### [Task prompt]
Copy all the records exactly, but keep the pictures out of your version.

____ Data shown

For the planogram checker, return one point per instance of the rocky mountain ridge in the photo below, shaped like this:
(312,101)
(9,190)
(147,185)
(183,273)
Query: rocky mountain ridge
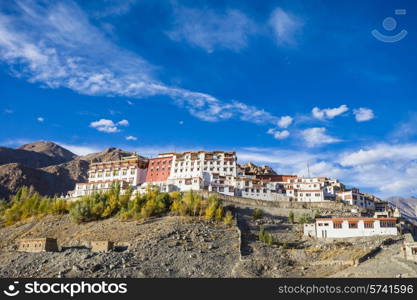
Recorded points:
(49,168)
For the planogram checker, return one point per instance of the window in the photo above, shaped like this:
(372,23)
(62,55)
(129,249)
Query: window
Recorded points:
(353,225)
(337,225)
(369,224)
(387,224)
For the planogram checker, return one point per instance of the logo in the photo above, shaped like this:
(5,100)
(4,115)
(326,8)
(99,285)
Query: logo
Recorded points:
(390,24)
(12,291)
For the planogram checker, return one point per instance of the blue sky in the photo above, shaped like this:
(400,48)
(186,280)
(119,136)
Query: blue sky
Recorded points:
(283,83)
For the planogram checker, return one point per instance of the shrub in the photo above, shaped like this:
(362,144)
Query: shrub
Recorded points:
(265,237)
(59,207)
(257,214)
(291,217)
(228,218)
(304,218)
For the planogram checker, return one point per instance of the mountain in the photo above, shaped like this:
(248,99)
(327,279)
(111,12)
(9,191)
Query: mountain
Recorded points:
(36,155)
(252,169)
(56,152)
(407,206)
(106,155)
(15,175)
(49,168)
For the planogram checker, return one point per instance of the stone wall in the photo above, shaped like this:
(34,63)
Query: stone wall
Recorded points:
(38,245)
(102,246)
(330,205)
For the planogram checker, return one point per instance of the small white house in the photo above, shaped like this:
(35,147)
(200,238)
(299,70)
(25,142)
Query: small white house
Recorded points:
(350,227)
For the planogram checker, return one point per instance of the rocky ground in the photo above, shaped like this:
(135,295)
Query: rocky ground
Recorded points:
(190,247)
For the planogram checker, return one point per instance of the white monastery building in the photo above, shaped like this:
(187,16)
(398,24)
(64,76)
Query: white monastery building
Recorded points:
(129,171)
(350,227)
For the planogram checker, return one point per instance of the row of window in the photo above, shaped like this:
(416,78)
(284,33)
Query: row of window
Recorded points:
(110,173)
(367,224)
(205,169)
(206,162)
(159,162)
(309,194)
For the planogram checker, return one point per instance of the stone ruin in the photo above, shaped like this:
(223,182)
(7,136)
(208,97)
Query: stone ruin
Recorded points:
(409,248)
(102,246)
(38,245)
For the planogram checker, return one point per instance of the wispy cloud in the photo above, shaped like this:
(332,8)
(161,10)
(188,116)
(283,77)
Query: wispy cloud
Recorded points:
(317,136)
(113,7)
(108,126)
(55,45)
(285,121)
(363,114)
(329,113)
(131,138)
(285,26)
(210,30)
(279,135)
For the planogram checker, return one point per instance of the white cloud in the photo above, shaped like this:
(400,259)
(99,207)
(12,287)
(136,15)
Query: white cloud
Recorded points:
(363,114)
(371,155)
(113,8)
(123,123)
(209,30)
(131,138)
(317,136)
(279,135)
(329,113)
(285,26)
(55,45)
(108,126)
(285,121)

________

### [Finished task]
For the planogram checker, return one point per instance of the rocky mountain ridge in the photo below, shaped like this:
(312,101)
(9,190)
(147,185)
(183,273)
Query: rocky mountain ridge
Recorded points:
(49,168)
For the planogram checker, return one point per instance of the window in the photo above, shaped like this:
(372,23)
(62,55)
(129,249)
Query: window
Recorded points:
(353,225)
(337,225)
(369,224)
(387,224)
For the planogram checker, return one point per instance of the logo in the photo above, shaped like this:
(5,100)
(4,115)
(326,8)
(99,285)
Query: logo
Recorded points:
(390,24)
(12,291)
For the planogram checker, return one point per instance of the blue sky in the photo above, shaped like this:
(400,48)
(186,280)
(119,136)
Query: blue sky
Recorded points:
(283,83)
For the planogram checker, return one point per instance of the shrub in the photo above, shaped like this:
(362,144)
Query: shrub
Recorded points:
(265,237)
(59,207)
(257,214)
(291,217)
(228,218)
(304,218)
For the planogram checker, return one point per instance of the mountain in the photo above, shaped like this:
(248,99)
(327,279)
(111,12)
(9,191)
Query: mountain
Recorded points:
(36,155)
(252,169)
(56,152)
(407,206)
(106,155)
(15,175)
(49,168)
For the planogram checker, return one point per instance of the stone wall in the photo above, shaped like this:
(34,63)
Query: stone wall
Recorded points:
(38,245)
(102,246)
(330,205)
For the planogram checker, return one point per instance of the small white house in the photo above, shaped like this:
(35,147)
(200,238)
(299,70)
(25,142)
Query: small white house
Recorded points:
(350,227)
For the planogram checker, return one point per instance of the rocky ground in the photo above, shaped like this:
(135,295)
Query: rocky ground
Recorded points:
(190,247)
For the planogram checker, return one point per instance of the white monastery building in the photo above, shaped like this:
(187,16)
(398,24)
(64,76)
Query: white monastery building
Recorded points:
(129,171)
(350,227)
For the planogram checker, return one point per instance of the row of window in the photo above, shaped like this:
(416,78)
(284,33)
Query: row of window
Recorded points:
(110,173)
(367,224)
(205,169)
(206,162)
(159,162)
(309,194)
For the planogram checker, return one point per instance of the stone ruin in the photo above, shaped like this:
(223,182)
(7,136)
(208,97)
Query: stone ruin
Recorded points:
(409,248)
(102,246)
(38,245)
For the planogram checker, return one point per instance of the wispy cloud in the photo above, shaped like this:
(332,8)
(161,10)
(188,116)
(283,77)
Query: wispy cloud
Recorded points:
(317,136)
(113,7)
(108,126)
(55,45)
(285,121)
(363,114)
(329,113)
(131,138)
(285,26)
(210,30)
(279,135)
For the planogram checker, return one point per instance of the white cloud in the photo above, shaped like this:
(400,259)
(99,207)
(12,287)
(136,15)
Query: white cloud
Recorded points:
(363,114)
(371,155)
(113,8)
(123,123)
(209,30)
(131,138)
(317,136)
(279,135)
(329,113)
(285,26)
(55,45)
(108,126)
(285,121)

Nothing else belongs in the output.